Your job with the data below is to output exactly the lines from the one holding "like [(421, 611)]" down to the one holding "like [(63, 508)]", both included, and no others.

[Opening Exercise inputs section]

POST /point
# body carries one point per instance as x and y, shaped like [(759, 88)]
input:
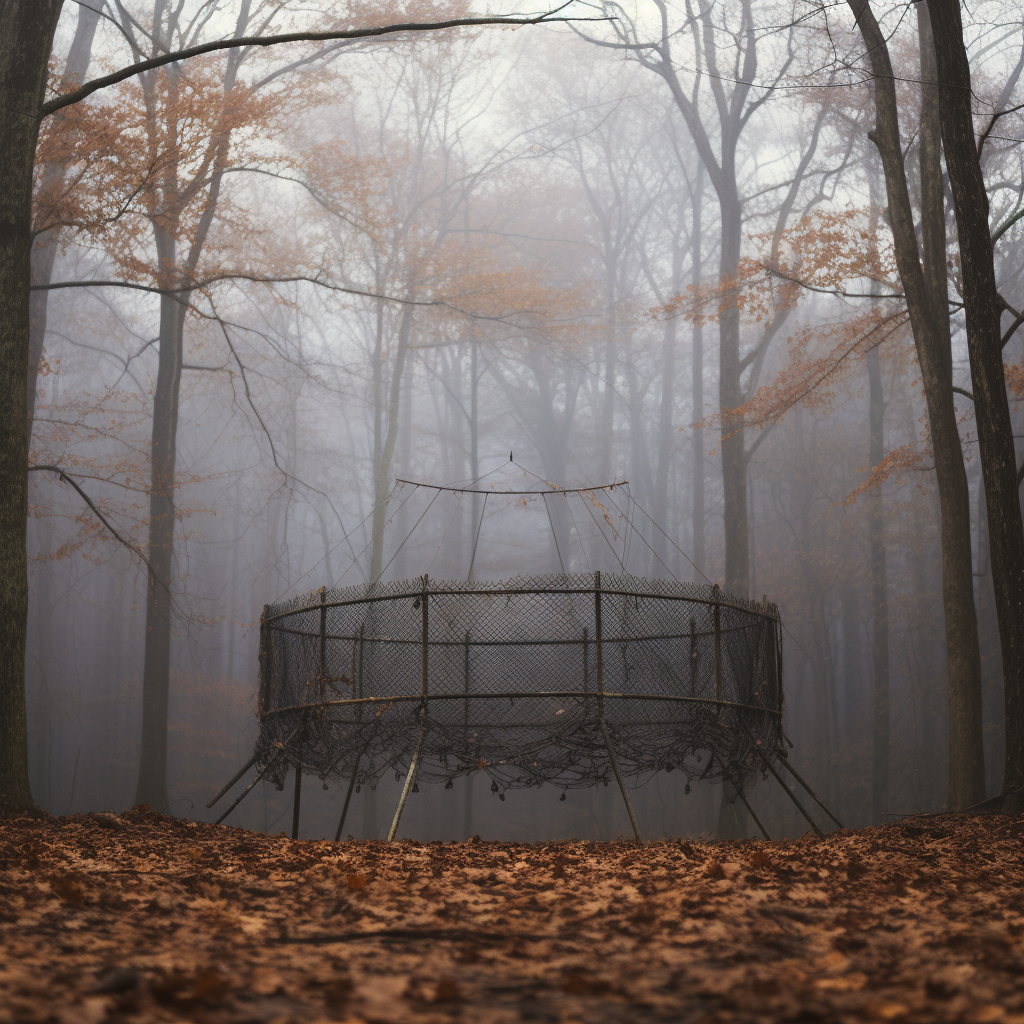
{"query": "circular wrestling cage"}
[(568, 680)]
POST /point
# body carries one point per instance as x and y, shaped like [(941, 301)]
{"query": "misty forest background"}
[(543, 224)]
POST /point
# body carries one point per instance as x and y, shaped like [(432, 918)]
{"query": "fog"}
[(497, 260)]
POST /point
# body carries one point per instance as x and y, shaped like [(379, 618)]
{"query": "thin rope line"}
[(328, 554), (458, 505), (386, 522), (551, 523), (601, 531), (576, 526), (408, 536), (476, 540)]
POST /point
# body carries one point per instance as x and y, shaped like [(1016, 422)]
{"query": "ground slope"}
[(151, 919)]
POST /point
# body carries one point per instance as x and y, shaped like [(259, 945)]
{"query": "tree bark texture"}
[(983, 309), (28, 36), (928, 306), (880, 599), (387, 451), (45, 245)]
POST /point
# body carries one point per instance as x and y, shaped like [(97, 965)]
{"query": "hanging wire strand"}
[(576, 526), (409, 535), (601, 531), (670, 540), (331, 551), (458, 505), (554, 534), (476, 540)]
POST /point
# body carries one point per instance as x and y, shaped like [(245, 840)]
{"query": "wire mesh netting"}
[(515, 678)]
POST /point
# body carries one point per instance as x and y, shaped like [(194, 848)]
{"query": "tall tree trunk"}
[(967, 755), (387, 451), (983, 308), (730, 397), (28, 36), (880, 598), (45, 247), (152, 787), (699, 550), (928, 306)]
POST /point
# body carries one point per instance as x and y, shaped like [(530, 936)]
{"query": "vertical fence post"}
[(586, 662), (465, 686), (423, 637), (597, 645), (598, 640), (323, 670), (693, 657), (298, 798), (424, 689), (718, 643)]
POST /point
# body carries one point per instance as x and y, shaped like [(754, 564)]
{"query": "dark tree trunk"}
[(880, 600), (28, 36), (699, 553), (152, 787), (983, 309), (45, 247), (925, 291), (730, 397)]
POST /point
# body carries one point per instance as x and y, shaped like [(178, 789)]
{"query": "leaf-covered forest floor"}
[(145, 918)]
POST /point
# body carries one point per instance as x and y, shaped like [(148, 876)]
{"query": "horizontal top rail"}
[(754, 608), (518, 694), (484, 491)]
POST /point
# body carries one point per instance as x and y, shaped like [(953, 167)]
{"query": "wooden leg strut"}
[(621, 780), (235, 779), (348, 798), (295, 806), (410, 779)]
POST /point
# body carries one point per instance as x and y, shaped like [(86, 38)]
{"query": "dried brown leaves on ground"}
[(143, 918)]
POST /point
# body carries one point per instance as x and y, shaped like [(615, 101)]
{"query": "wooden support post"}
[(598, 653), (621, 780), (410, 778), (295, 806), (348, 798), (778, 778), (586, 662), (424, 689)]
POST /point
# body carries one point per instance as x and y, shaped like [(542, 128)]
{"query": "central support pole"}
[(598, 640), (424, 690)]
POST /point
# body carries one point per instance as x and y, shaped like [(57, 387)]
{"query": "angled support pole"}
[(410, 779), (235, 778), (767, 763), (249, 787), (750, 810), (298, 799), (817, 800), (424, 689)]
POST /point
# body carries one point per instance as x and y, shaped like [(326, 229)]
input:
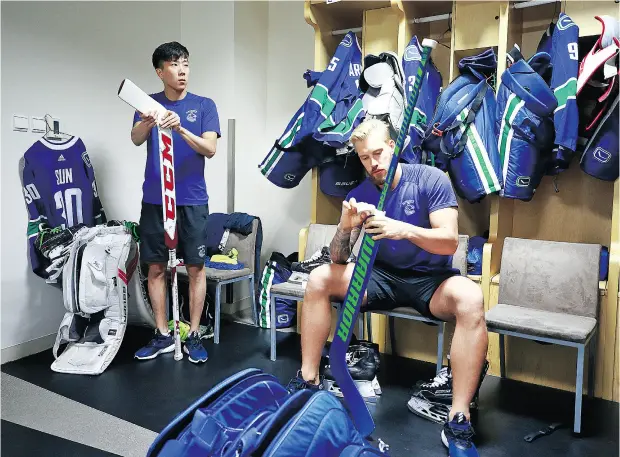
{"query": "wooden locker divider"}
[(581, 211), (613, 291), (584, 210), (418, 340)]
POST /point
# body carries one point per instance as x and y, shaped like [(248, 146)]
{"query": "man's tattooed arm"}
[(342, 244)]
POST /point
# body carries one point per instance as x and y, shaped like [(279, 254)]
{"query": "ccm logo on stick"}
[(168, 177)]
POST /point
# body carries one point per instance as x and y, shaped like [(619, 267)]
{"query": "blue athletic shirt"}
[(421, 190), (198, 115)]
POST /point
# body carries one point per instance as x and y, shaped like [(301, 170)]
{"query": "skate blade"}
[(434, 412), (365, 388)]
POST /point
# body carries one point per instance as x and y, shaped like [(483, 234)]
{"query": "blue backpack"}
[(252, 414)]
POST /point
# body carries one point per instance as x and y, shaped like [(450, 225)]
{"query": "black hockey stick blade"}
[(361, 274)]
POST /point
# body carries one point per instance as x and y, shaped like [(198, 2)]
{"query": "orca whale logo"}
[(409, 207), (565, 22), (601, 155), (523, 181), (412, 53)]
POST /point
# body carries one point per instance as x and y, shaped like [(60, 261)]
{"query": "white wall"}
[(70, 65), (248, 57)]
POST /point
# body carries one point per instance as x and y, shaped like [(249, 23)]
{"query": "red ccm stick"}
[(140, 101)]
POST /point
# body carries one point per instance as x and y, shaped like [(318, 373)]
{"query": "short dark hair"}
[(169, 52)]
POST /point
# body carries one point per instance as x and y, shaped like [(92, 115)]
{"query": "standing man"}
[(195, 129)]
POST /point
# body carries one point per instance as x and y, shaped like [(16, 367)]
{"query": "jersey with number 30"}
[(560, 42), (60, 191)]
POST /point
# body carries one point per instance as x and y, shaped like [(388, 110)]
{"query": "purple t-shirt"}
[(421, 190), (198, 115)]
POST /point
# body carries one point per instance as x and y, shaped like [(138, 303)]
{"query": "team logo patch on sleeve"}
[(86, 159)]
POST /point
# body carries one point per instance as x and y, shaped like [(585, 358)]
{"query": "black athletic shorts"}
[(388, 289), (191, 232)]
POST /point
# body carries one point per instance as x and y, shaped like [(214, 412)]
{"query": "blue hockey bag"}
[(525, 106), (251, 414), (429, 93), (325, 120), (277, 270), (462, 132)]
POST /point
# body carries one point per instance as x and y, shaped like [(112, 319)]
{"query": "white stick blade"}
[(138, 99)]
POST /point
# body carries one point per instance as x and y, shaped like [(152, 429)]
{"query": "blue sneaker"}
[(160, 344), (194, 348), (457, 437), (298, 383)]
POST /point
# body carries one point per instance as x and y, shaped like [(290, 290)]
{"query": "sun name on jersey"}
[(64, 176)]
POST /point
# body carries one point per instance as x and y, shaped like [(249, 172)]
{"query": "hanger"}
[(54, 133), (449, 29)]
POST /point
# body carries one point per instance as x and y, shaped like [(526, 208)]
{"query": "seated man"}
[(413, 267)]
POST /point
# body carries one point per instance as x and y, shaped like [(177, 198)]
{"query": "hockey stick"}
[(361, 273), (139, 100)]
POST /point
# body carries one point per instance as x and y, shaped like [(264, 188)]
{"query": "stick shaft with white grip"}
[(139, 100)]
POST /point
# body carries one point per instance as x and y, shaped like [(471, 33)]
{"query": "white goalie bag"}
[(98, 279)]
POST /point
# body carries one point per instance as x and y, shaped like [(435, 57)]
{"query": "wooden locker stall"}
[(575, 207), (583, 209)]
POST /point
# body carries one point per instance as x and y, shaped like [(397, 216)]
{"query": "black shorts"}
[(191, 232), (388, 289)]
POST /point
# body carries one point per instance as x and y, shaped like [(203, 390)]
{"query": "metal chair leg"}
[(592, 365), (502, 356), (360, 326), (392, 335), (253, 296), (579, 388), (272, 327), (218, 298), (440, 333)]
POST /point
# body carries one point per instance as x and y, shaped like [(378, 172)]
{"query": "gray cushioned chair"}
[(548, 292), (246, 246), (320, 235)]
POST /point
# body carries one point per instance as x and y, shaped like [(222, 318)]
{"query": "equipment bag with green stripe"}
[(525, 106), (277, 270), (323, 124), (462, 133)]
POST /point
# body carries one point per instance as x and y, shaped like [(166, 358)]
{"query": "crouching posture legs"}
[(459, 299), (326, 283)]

[Closing Exercise inputs section]
[Opening Exercise inputs section]

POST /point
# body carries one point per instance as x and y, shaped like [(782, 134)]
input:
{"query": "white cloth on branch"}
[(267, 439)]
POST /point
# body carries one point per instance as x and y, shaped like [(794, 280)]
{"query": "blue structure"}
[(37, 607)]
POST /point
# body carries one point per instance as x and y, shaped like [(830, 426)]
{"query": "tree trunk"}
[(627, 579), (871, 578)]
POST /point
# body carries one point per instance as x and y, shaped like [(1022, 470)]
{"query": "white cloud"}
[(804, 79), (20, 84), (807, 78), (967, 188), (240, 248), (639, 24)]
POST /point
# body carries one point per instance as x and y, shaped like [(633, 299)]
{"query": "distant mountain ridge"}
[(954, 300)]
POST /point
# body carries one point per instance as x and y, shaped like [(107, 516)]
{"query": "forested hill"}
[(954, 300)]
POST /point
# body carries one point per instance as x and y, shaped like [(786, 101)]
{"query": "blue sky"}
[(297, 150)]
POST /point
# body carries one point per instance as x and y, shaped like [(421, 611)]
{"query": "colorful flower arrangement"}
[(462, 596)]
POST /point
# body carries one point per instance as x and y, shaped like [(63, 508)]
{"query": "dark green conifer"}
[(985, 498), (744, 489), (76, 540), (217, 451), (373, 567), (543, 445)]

[Closing Exercise inputs section]

▸ **Reply to the task**:
# body carries one point per instance as x and y, shaped like [(421, 611)]
{"query": "colorful flower arrangement"}
[(462, 596)]
POST /point
# body carries one point per instance as x and y, shaped like [(63, 508)]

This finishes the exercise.